WRITTEN REQUEST A ▸
Reproduce the mailing list post on rounding in PHP word for word, in its entirety.

---------- TEXT PROVIDED

Hi,
With this posting I'd like to make another try in resolving the rounding
issues in PHP.
This is basically in response to http://bugs.php.net/bug.php?id=42294
(bug #42294) where I added a comment last year. Since then I have read
quite a bit on this subject so I feel that I should post an update to my
previous comment (which isn't completely correct, as are some other
things I reference in this mail, please keep that in mind while reading
them). And since the bug seems to have been forgotten, I think I should
try this on the mailing list.
A) General explanations
Rounding methods:
-
Round to negative infinity: Should be obvious, some examples:
-0.5 -> -1
0.5 -> 0
2.4 -> 2
-3.6 -> -4
4.8 -> 4
This is what thefloor()
function does. -
Round to positive infinity: Obvious, some examples:
-0.5 -> 0 [actually, -0]
0.5 -> 1
2.4 -> 3
-3.6 -> -3
4.8 -> 5
This is what theceil()

--------------------

WRITTEN REQUEST B ▸
Quote the records verbatim, starting at the line that contains "on the white" and ending at the last line of the records, with both ends included.

---------- PROVIDED DATA

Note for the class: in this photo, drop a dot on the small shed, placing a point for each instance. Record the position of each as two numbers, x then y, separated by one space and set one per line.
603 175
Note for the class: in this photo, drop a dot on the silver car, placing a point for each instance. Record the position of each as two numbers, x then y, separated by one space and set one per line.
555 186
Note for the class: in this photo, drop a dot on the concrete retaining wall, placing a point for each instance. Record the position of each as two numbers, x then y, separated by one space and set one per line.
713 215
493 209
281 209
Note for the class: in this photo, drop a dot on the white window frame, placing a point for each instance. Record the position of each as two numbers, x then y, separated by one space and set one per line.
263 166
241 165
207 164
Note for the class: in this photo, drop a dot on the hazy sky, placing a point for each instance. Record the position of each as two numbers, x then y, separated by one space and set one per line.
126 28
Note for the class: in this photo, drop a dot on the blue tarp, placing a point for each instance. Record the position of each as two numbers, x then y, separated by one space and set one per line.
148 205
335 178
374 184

--------------------

WRITTEN REPLY A ▸
Hi,
With this posting I'd like to make another try in resolving the rounding
issues in PHP.
This is basically in response to http://bugs.php.net/bug.php?id=42294
(bug #42294) where I added a comment last year. Since then I have read
quite a bit on this subject so I feel that I should post an update to my
previous comment (which isn't completely correct, as are some other
things I reference in this mail, please keep that in mind while reading
them). And since the bug seems to have been forgotten, I think I should
try this on the mailing list.
A) General explanations
Rounding methods:
-
Round to negative infinity: Should be obvious, some examples:
-0.5 -> -1
0.5 -> 0
2.4 -> 2
-3.6 -> -4
4.8 -> 4
This is what thefloor()
function does. -
Round to positive infinity: Obvious, some examples:
-0.5 -> 0 [actually, -0]
0.5 -> 1
2.4 -> 3
-3.6 -> -3
4.8 -> 5
This is what theceil()

WRITTEN REPLY B ▸
Note for the class: in this photo, drop a dot on the white window frame, placing a point for each instance. Record the position of each as two numbers, x then y, separated by one space and set one per line.
263 166
241 165
207 164
Note for the class: in this photo, drop a dot on the hazy sky, placing a point for each instance. Record the position of each as two numbers, x then y, separated by one space and set one per line.
126 28
Note for the class: in this photo, drop a dot on the blue tarp, placing a point for each instance. Record the position of each as two numbers, x then y, separated by one space and set one per line.
148 205
335 178
374 184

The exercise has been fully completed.